#### Testo estratto:
Nella sentenza non definitiva la Corte negava che il rigetto, espresso dall’Azienda, dell’istanza di trattenimento in servizio equivalesse a licenziamento e, perciò, che i lavoratori fossero soggetti alla comminatoria di decadenza contenuta nella L. 15 luglio 1966, n. 604, art. 6; la loro inerzia successiva al detto rigetto ed alla sentenza della Corte costituzionale 3 maggio 1990, n. 226 non escludeva il diritto al risarcimento del danno nella misura richiesta.
L’incertezza normativa durata fino alla pubblicazione di questa sentenza costituzionale non bastava ad escludere l’elemento soggettivo dell’illecito contrattuale addebitarle all’Azienda.
Nè ad escludere o a limitare il danno da mancato percepimento delle retribuzioni e da omessa contribuzione valeva il fatto che, dopo il rigetto dell’istanza, i lavoratori non avessero formalmente offerto le prestazioni a loro carico.
Contro le due sentenze, non definitiva e definitiva, ricorre per cassazione la s.p.a. Azienda siciliana trasporti mentre gli intimati (omissis) ed altri controricorrono ed illustrano il controricorso con memoria.
Motivi della decisione
L’eccezione di inammissibilità del ricorso per cassazione contro la sentenza non definitiva non è fondato poichè la riserva venne manifestata con atto del 25 novembre 2003.
Con una seconda eccezione i controricorrenti osservano che il decesso del litisconsorte (omissis), avvenuto “il giorno stesso (omissis) della discussione della causa” venne comunicato il successivo 23 settembre all’Azienda ora ricorrente, che tuttavia non notificò il ricorso agli eredi, così incorrendo nell’inammissibilità. L’eccezione è inammissibile per difetto di interesse del controricorrente. In ogni caso negli atti esiste bensì un certificato di morte di (omissis), rilasciato dal Comune di Siracusa in data 13 aprile 2005, ma esso non risulta comunicato all’attuale ricorrente nè risulta la data del deposito negli atti di causa. Perciò il ricorso va comunque dichiarato ammissibile.
Col secondo motivo, da esaminare con precedenza per ragioni di buon ordine espositivo, la ricorrente, invocando gli artt. 1206, 1225, 1227, 1375, 1460 e 2043 c.c., lamenta avere la Corte d’appello trascurato la circostanza che i lavoratori, ricevuto nei primi giorni del 1988 il rigetto dell’istanza di trattenimento in servizio e pur dopo la pubblicazione della sentenza costituzionale n. 226 del 1990, da cui risultò l’illegittimità di quel rifiuto, rimasero inerti per circa tre anni, ossia non offrirono le loro prestazioni lavorative e così non manifestarono alcun interesse al ripristino di fatto del rapporto. Solo nel marzo 1993 essi si attivarono attraverso l’esercizio dell’azione giudiziaria.

#### Compito assegnato:
Cita parola per parola il passo del testo estratto che inizia con "L’incertezza normativa durata" e termina con "a loro carico.". I dati riportati di seguito provengono da una fonte diversa dal testo estratto.

Estratti da dati di annotazione a punti:

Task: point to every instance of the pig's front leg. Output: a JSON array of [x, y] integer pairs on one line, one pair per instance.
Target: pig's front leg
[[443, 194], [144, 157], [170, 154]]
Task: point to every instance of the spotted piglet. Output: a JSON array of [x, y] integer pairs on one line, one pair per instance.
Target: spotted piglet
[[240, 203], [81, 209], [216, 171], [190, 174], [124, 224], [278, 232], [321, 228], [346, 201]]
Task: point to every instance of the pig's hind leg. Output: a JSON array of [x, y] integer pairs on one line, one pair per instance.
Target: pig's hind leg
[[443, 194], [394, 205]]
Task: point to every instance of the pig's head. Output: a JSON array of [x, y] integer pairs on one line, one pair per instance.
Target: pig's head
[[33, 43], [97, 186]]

#### Soluzione del compito:
L’incertezza normativa durata fino alla pubblicazione di questa sentenza costituzionale non bastava ad escludere l’elemento soggettivo dell’illecito contrattuale addebitarle all’Azienda.
Nè ad escludere o a limitare il danno da mancato percepimento delle retribuzioni e da omessa contribuzione valeva il fatto che, dopo il rigetto dell’istanza, i lavoratori non avessero formalmente offerto le prestazioni a loro carico.